What this task involves ::
Starting with the line that contains "Task: in the photo above, where can the black smartphone" and going on through the line that contains "x=667, y=399", give those lines of the material again with "tag" swapped for "mark" and everything else unchanged.

Data for this exercise ::

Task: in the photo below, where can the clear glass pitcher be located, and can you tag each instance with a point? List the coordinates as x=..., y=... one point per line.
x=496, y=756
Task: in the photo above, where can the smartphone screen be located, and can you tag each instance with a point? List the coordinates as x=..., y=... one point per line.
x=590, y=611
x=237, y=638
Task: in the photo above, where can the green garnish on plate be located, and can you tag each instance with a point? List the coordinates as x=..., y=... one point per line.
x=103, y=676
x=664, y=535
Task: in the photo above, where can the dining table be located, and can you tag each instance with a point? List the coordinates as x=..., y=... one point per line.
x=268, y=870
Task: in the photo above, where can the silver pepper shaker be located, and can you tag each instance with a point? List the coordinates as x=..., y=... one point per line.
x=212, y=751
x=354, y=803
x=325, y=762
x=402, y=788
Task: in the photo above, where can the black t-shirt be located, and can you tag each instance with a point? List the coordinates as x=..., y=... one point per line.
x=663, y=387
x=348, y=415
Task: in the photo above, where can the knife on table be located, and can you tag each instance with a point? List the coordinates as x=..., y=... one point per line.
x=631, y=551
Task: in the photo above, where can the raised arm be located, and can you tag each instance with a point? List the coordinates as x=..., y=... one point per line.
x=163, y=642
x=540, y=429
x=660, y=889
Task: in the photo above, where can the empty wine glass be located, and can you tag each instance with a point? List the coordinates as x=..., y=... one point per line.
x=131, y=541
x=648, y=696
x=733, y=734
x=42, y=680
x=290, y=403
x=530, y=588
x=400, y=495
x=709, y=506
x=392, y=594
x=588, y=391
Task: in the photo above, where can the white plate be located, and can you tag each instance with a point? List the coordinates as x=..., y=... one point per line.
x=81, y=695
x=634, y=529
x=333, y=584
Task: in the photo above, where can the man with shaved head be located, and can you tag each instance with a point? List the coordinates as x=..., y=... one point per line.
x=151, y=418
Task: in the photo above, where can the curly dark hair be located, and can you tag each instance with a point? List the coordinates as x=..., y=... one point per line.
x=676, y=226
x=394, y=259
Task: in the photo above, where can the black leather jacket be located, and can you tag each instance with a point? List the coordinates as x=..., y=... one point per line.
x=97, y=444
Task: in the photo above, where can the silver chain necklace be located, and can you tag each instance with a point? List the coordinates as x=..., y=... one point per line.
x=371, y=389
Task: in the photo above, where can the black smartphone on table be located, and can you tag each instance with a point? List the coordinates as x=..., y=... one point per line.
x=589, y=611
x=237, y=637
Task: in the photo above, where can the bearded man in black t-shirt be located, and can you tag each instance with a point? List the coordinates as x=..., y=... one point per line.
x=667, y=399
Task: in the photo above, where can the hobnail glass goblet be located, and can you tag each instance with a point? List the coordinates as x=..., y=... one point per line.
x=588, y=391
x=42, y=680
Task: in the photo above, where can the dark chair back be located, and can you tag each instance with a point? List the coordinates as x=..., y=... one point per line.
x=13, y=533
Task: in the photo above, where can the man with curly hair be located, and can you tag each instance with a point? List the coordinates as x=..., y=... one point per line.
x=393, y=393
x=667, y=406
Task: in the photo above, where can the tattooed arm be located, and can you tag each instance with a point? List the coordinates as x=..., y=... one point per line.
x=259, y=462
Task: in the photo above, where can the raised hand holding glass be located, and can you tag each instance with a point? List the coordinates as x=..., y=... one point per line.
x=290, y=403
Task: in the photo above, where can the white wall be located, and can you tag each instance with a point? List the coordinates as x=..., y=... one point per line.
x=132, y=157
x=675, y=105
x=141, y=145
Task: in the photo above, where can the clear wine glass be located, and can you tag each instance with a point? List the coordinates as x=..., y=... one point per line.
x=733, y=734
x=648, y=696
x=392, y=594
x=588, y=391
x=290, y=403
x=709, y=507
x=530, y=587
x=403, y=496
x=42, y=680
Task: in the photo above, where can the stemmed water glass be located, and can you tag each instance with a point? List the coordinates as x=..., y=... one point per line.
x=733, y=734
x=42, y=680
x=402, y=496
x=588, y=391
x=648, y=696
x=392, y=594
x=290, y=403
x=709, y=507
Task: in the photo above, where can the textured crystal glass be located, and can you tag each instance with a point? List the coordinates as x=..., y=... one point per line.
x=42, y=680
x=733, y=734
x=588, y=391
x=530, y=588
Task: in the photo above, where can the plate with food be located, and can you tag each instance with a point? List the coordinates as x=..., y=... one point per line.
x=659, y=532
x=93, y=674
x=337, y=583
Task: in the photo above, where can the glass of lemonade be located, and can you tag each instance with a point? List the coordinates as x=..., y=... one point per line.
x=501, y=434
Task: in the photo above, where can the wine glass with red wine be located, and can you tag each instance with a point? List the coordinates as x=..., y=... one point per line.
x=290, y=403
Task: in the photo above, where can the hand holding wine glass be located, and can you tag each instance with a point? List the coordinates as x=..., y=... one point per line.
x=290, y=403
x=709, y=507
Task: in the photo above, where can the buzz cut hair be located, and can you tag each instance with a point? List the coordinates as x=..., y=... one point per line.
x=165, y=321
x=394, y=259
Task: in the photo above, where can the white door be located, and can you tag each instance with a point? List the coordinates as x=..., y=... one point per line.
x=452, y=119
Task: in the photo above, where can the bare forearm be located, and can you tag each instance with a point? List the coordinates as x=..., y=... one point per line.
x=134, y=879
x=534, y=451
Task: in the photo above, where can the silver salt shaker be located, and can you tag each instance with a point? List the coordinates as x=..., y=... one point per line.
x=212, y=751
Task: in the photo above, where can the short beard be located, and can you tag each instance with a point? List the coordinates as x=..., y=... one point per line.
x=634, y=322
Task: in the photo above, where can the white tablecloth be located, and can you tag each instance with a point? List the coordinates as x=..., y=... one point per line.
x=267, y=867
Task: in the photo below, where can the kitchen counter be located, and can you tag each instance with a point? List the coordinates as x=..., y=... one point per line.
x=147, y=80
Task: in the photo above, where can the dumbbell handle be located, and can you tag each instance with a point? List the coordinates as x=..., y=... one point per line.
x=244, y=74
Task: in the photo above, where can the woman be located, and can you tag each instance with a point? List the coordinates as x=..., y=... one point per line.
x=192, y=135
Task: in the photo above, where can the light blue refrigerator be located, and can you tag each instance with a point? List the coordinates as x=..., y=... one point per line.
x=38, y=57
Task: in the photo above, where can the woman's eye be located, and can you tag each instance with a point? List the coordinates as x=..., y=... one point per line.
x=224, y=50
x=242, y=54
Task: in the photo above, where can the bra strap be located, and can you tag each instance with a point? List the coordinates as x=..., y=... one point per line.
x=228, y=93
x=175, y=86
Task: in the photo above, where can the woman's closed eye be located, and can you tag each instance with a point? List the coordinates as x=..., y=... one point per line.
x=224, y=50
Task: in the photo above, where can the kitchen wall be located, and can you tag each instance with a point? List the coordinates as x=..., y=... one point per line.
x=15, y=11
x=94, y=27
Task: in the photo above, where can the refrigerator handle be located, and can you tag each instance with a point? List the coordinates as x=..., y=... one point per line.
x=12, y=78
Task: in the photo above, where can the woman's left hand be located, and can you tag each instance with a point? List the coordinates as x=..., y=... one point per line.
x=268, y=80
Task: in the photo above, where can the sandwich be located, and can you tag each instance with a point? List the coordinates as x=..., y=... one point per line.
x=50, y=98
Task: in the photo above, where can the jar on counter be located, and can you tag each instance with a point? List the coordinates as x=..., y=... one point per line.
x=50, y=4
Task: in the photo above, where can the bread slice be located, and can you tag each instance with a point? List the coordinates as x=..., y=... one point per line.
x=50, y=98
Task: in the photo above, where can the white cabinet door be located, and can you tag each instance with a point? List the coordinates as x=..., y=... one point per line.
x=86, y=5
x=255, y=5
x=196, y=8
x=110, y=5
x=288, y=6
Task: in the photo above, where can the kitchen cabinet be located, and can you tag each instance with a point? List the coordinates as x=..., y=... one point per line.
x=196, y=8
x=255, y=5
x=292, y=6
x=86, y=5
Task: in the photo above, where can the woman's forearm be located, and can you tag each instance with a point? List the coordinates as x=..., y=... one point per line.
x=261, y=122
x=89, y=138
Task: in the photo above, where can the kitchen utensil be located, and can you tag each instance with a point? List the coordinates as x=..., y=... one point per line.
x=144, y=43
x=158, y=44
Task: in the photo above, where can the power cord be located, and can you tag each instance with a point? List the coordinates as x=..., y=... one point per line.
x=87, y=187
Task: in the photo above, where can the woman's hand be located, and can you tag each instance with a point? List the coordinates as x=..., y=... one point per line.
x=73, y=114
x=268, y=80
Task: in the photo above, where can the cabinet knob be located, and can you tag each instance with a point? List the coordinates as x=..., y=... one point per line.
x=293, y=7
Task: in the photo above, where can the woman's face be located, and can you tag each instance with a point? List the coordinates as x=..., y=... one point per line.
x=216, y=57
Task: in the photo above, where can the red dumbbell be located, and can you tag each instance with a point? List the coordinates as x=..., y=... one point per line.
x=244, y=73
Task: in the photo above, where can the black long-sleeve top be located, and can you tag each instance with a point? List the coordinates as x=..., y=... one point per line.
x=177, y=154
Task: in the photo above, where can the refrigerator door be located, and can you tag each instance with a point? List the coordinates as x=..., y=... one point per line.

Result of this exercise ::
Task: in the photo above, where can the black smartphone on table be located, and can you mark each instance with a point? List the coordinates as x=..., y=... one point per line.
x=589, y=611
x=237, y=637
Task: in the photo above, where can the bearded man in black t-shirt be located, and can you mark each instance with a point? List the coordinates as x=..., y=... one point per line.
x=667, y=399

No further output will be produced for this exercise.